> _DOCUMENT SECTION_
((

News:

Forum changes: Editing of posts has been turned off until further notice.

Main Menu

[House of Cards] First Playtest of My Heist Game

Started by Eric J. Boyd, December 07, 2008, 03:06:54 AM

Previous topic - Next topic

Eric J. Boyd

This last week I got to do the first playtest for House of Cards, a pick-up and play heist game intended for single session play. You can take a look at the draft we were using here.

We decided to follow the procedures as written, so I ended up playing a character rather than acting as GM. This turned out great since I got to observe play dynamics without being forced to split my focus taking on GM tasks.

Character creation is quick and spare, but I am hoping to create a sense of character investment in play. The player gives his character two traits, physical or behavioral. Then each other player states a rumor about the character within criminal circles. Providing additional guidance on creating these rumors needs to go in the next draft. Our characters were –

-Jimmy Finn, the leader – extremely fat and generous to a fault. He's rumored to actually be greedy and ruthless, frequently the sole survivor of a job, and to have a beloved brother who has pissed off the Russian mob.
-Todd, the tech guy – stunningly handsome and a terrible liar. He's rumored to be gay, to have a flush Swiss bank account, and to refuse to get his hands dirty on a job.
-Angus Throckmorton, Jr., the face man – a gum chewing womanizer. He's rumored to have a beautiful wife that's cuckolding him, to be deeply in debt, and to be too gutless to use deadly force on a job.
-Martin Steel, the wheelman/muscle of the team – a dwarf who is also a hypochondriac. He's rumored to be connected to the Russian mob, to be a former circus performer, and hypersensitive to having his work criticized.

The keys to the heist are the item, where it's at, and who owns it. These were decided cooperatively, and then each player got to add a detail to each. We had the following:

-A prototype supercar – of German/Swiss manufacture, with an AI module that will need schmoozing to permit its theft, an unstable power source, and room to seat only one.
-The car is at a European car show being held in Budapest on a riverboat casino on the Danube. The Hungarian Secret Police are providing extra security and a sophisticated security camera system protects the whole boat.
-The owner of the car is Throckmorton Heavy Industries, the company owned by Angus' father. The car's success is essential for the company to survive since it has shifted to an environmentally friendly business plan with illicit monetary support from the Russian mob.

The character sketches and situation creation went smoothly, but the GM didn't seem to have much to do since the players were creating all the content. I'd like to find a way to strengthen the GM's role during this prep phase.

Play is divided into four rounds representing the different stages of the heist: casing the joint, making preparations, getting in, and getting out. We were able to play through the first two phases during the playtest since we had multiple stops to discuss issues and propose solutions.

))

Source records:

((

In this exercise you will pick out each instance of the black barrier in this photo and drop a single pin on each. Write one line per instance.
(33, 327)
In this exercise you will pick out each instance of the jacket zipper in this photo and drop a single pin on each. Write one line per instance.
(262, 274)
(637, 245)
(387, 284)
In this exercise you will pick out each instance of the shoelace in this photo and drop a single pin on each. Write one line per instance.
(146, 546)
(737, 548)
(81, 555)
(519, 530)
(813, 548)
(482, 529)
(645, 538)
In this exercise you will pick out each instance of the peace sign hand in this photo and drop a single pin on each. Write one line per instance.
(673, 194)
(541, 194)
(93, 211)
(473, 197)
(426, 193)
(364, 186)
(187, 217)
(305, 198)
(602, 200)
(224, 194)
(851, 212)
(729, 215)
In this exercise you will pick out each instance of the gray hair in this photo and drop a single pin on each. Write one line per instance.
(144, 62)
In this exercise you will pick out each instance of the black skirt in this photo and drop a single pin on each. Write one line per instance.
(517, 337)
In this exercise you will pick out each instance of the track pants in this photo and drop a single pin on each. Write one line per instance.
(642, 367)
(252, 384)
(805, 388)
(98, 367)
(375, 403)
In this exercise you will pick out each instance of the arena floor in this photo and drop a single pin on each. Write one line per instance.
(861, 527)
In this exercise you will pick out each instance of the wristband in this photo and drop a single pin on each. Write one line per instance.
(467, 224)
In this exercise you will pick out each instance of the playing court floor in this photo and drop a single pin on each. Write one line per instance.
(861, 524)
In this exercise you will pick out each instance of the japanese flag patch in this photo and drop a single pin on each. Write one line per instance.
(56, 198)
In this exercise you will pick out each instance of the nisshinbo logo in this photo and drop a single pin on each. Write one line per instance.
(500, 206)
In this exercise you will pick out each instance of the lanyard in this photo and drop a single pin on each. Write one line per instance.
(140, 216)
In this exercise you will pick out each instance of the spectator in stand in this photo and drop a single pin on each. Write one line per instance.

))

> _WORK INSTRUCTIONS_
1 > Rewrite the stretch of the heist game playtest report from "-Angus Throckmorton, Jr., the" through "his work criticized.", replacing "hypochondriac" with "insomniac".
2 > Write the next part of the heist game playtest report, picking up after its final sentence.

> _ANSWERS TO THE PROBLEMS_
1 >
-Angus Throckmorton, Jr., the face man – a gum chewing womanizer. He's rumored to have a beautiful wife that's cuckolding him, to be deeply in debt, and to be too gutless to use deadly force on a job.
-Martin Steel, the wheelman/muscle of the team – a dwarf who is also a insomniac. He's rumored to be connected to the Russian mob, to be a former circus performer, and hypersensitive to having his work criticized.

2 >
We set off to case the joint, with successful scenes each introducing a new player-authored detail to the situation. Jimmy led off by going on board the boat to attend the show. He evaded the attempts of security to keep track of everyone visiting the event, introducing several other NPC team members along the way, including his brother incognito as one of the casino's security staff. Jimmy discovered that the boat's bilge pumps open up every 2 hours and are big enough for a person to fit through. What he missed was that the pumps contain motion sensors.

Angus also was on the ship and managed to seduce one of the female supervisors, also swiping a key to the employee's only portions of the boat.

Martin scouted out the various moorings where the boat picks up passengers and undergoes maintenance. He befriended one of the workers there before drinking him under the table with the assistance of herbal supplements. He stole an ID badge and a copy of the boat's docking schedule.

Finally, Todd was able to scope out the boat's security system and determine it is remotely monitored via the Internet so it would easily be hackable.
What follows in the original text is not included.